- REQUIREMENTS -
Convert the entries below into a two-column CSV with the header "entry_text" and "answer" and one row per entry. Put its text and its answer each in a single quoted field, with line breaks replaced by spaces.

↓↓↓

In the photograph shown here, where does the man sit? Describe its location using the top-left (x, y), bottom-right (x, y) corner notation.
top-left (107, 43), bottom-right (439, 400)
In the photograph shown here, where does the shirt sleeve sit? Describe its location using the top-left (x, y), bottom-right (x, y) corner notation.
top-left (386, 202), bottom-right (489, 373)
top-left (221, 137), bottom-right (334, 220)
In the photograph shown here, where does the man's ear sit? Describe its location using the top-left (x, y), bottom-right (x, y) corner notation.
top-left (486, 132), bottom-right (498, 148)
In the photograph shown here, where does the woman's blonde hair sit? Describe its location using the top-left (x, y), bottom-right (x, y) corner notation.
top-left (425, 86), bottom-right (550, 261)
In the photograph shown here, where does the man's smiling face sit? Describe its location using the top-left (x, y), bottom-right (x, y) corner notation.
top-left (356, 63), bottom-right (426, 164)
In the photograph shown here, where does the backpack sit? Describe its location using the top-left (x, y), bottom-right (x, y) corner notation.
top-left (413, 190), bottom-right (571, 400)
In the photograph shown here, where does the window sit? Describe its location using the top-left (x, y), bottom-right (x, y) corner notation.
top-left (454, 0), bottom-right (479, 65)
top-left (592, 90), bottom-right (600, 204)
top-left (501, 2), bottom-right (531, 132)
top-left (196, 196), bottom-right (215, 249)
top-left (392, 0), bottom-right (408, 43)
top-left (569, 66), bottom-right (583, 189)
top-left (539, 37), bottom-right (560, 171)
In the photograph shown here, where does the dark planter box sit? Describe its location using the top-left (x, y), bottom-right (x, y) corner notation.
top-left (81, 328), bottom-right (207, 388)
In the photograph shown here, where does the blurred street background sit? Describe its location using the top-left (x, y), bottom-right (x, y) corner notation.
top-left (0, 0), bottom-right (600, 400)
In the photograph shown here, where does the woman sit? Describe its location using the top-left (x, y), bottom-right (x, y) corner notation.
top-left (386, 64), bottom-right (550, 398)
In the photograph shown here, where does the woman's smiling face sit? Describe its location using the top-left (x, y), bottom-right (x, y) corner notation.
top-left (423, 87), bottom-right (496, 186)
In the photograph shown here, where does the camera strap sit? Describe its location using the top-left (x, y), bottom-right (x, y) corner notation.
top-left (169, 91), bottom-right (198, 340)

↑↑↑

- RESULT OF THIS EXERCISE -
entry_text,answer
"In the photograph shown here, where does the man sit? Describe its location using the top-left (x, y), bottom-right (x, y) corner notation.","top-left (107, 43), bottom-right (439, 400)"
"In the photograph shown here, where does the shirt sleeve sit? Describe its location using the top-left (x, y), bottom-right (x, y) corner notation.","top-left (386, 202), bottom-right (489, 373) top-left (221, 137), bottom-right (334, 220)"
"In the photograph shown here, where does the man's ear sit? Describe its location using the top-left (x, y), bottom-right (x, y) corner notation.","top-left (486, 132), bottom-right (498, 148)"
"In the photograph shown here, where does the woman's blonde hair sit? Describe its location using the top-left (x, y), bottom-right (x, y) corner notation.","top-left (425, 86), bottom-right (550, 261)"
"In the photograph shown here, where does the man's smiling face sit? Describe its location using the top-left (x, y), bottom-right (x, y) corner notation.","top-left (356, 63), bottom-right (426, 164)"
"In the photograph shown here, where does the backpack sit? Describe its location using the top-left (x, y), bottom-right (x, y) corner notation.","top-left (413, 190), bottom-right (571, 400)"
"In the photograph shown here, where does the window sit? Describe its location using the top-left (x, y), bottom-right (x, y) corner notation.","top-left (454, 0), bottom-right (479, 65) top-left (592, 90), bottom-right (600, 204) top-left (501, 2), bottom-right (531, 132) top-left (196, 196), bottom-right (215, 249) top-left (392, 0), bottom-right (408, 43) top-left (569, 66), bottom-right (583, 189) top-left (539, 37), bottom-right (560, 171)"
"In the photograph shown here, where does the dark planter box sit? Describe its location using the top-left (x, y), bottom-right (x, y) corner notation.","top-left (81, 328), bottom-right (207, 388)"
"In the photograph shown here, where does the blurred street background sit? Describe its location using the top-left (x, y), bottom-right (x, y) corner notation.","top-left (0, 0), bottom-right (600, 400)"
"In the photograph shown here, where does the woman sit? Describe its location using the top-left (x, y), bottom-right (x, y) corner notation.","top-left (386, 64), bottom-right (550, 398)"
"In the photograph shown here, where does the woman's smiling face sit? Describe its location using the top-left (x, y), bottom-right (x, y) corner notation.","top-left (423, 87), bottom-right (496, 186)"
"In the photograph shown here, where does the camera strap sit? Describe its location using the top-left (x, y), bottom-right (x, y) corner notation.","top-left (169, 91), bottom-right (198, 340)"